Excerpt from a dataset
==*==
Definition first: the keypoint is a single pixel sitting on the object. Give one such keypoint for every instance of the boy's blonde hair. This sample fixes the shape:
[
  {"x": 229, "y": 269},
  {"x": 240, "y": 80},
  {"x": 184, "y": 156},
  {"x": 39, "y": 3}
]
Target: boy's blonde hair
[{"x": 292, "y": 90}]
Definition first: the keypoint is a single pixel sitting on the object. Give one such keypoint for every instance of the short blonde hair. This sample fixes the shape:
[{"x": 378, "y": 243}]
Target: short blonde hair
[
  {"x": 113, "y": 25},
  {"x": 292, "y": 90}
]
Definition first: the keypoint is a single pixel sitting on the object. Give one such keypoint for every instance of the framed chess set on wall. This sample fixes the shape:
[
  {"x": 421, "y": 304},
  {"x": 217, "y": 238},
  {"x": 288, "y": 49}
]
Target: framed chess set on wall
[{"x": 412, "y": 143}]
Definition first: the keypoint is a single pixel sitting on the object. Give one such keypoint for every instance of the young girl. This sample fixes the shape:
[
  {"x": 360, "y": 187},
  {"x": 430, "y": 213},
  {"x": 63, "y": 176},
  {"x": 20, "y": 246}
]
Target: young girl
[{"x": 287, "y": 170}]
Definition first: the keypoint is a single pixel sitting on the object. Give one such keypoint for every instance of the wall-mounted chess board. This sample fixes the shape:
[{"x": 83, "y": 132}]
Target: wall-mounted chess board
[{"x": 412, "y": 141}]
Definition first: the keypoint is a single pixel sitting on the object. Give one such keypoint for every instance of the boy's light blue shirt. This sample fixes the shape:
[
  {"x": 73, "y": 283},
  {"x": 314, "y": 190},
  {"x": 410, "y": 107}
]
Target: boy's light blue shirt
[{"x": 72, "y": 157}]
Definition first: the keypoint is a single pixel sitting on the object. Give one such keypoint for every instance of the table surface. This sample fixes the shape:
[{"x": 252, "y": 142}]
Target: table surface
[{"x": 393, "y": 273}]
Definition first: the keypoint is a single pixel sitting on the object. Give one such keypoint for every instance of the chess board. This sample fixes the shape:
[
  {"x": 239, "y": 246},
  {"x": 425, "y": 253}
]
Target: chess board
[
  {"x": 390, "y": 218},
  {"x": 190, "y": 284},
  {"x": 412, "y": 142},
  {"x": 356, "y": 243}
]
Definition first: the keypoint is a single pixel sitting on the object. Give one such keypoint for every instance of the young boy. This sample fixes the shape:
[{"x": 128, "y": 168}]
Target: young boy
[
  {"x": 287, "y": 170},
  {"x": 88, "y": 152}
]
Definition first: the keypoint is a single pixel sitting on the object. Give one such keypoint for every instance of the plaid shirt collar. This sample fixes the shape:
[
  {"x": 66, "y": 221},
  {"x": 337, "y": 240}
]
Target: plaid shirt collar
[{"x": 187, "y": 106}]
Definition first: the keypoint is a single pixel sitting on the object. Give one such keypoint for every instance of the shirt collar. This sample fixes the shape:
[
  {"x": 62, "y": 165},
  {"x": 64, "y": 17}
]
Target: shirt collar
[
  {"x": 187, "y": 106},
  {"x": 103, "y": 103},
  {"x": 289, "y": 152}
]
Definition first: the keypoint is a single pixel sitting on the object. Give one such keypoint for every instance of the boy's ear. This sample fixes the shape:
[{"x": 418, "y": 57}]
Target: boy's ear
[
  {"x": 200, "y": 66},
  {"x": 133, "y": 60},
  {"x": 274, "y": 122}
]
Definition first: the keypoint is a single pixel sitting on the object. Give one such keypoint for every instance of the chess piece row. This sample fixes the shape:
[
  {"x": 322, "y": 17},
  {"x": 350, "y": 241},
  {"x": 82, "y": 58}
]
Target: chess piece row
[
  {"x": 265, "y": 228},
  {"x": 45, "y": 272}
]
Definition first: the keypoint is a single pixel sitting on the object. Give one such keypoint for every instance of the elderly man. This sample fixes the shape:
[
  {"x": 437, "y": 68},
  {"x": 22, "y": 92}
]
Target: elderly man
==*==
Exercise instructions: Output the line that contains "of the plaid", followed by every later line in the listing, with no line omitted and none added.

Full output:
Definition first: the keypoint is a single pixel sitting on the object. Give one such keypoint for every instance of the plaid shirt collar. This sample fixes the shape:
[
  {"x": 66, "y": 221},
  {"x": 337, "y": 240}
]
Target: plaid shirt collar
[{"x": 187, "y": 106}]
Definition first: the keypoint is a single pixel sitting on the object. Give one such keypoint for every instance of the shirt collar. This sample fixes the shape:
[
  {"x": 62, "y": 165},
  {"x": 64, "y": 17}
]
Target: shirt collar
[
  {"x": 187, "y": 106},
  {"x": 103, "y": 103},
  {"x": 289, "y": 152}
]
Definition first: the keypoint is a single pixel sitting on the object. Give one such keypoint for every instance of the boy's ear. This sample fixes the shape:
[{"x": 418, "y": 57}]
Target: boy's ear
[
  {"x": 200, "y": 66},
  {"x": 133, "y": 60},
  {"x": 274, "y": 122}
]
Definition first: the keypoint is a single pixel sitting on the object. Give one such keypoint for every instance of the chess piece row. This sample fixes the shape:
[
  {"x": 322, "y": 17},
  {"x": 350, "y": 241},
  {"x": 82, "y": 58}
]
Target: chess piece row
[
  {"x": 265, "y": 228},
  {"x": 45, "y": 272}
]
Definition first: the keypoint is a single pixel sitting on the object. Give one such keypoint for every instance of the elderly man. This sample fixes the shape:
[
  {"x": 437, "y": 68},
  {"x": 22, "y": 92}
]
Target: elderly man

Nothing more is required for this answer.